Work to complete:
Extend the January museum events listing past its last entry, adding further dated events in the same format.

Supplied text:
>> start

Tuesday, January 17 The Loving Story
Learn about the dramatic story of Mildred and Richard P. Loving in this documentary about the 1967 landmark Supreme Court decision, Loving v. Virginia, which banned laws forbidding interracial marriages. After the film, stick around for a panel discussion with director Nancy Buirski and legal scholars. Free. 7:00 p.m. to 9:00 p.m. McEvoy Auditorium, National Portrait Gallery.
Wednesday, January 18 Dale Chihuly’s Blanket Cylinder
Join curatorial assistant Debrah Dunner for the Renwick’s monthly gallery talk. Dunner delivers on Dale Chihuly’s Blanket Cylinder Series. The artist was inspired by motifs on Indian trade blankets to create intricately patterned blown glass cylinders. Free. 12:00 to 1:00 p.m. Renwick Gallery, American Art Museum.

>> end

Given entries:
>> start

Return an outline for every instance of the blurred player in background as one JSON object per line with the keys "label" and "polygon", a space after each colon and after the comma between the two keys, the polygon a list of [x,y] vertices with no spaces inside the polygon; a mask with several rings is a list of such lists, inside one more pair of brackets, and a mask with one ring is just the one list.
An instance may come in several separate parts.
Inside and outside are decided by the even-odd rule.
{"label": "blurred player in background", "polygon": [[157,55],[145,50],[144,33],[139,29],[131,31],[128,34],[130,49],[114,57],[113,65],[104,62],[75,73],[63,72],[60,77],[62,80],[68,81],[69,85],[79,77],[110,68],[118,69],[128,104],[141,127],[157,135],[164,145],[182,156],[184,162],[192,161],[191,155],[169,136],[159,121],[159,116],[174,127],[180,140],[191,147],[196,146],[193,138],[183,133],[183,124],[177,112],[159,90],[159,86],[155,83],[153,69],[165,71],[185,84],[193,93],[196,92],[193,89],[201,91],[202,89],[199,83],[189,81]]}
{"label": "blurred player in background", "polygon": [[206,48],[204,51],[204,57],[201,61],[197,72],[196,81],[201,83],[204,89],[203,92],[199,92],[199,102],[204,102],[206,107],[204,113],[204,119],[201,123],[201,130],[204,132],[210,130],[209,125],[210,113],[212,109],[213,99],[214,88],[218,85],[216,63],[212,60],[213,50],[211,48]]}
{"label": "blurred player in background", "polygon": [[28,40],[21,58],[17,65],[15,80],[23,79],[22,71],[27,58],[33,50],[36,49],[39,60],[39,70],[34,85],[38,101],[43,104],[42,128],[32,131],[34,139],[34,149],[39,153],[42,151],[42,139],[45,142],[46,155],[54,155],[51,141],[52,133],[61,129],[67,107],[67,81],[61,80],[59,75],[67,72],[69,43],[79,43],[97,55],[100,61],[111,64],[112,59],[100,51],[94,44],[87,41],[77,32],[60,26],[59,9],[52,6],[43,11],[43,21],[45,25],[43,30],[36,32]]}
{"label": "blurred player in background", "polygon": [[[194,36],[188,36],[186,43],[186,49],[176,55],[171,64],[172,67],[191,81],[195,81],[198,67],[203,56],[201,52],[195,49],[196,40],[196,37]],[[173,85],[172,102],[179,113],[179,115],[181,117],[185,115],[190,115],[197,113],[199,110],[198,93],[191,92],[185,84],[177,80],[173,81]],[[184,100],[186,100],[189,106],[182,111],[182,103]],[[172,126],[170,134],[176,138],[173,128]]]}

>> end

Solved exercise:
Thursday, January 19 Beat the Blues
Shake off your winter blues with singer Andrea Wood and her talented blues quintet on the Take 5! stage. Borrow a board game to play during the concert and enjoy printmaking demonstrations by artists from George Mason University. Free. 5:00 p.m. to 7:00 p.m. Courtyard, American Art Museum
For a complete listing of Smithsonian events and exhibitions visit the goSmithsonian Visitors Guide. Additional reporting by Michelle Strange.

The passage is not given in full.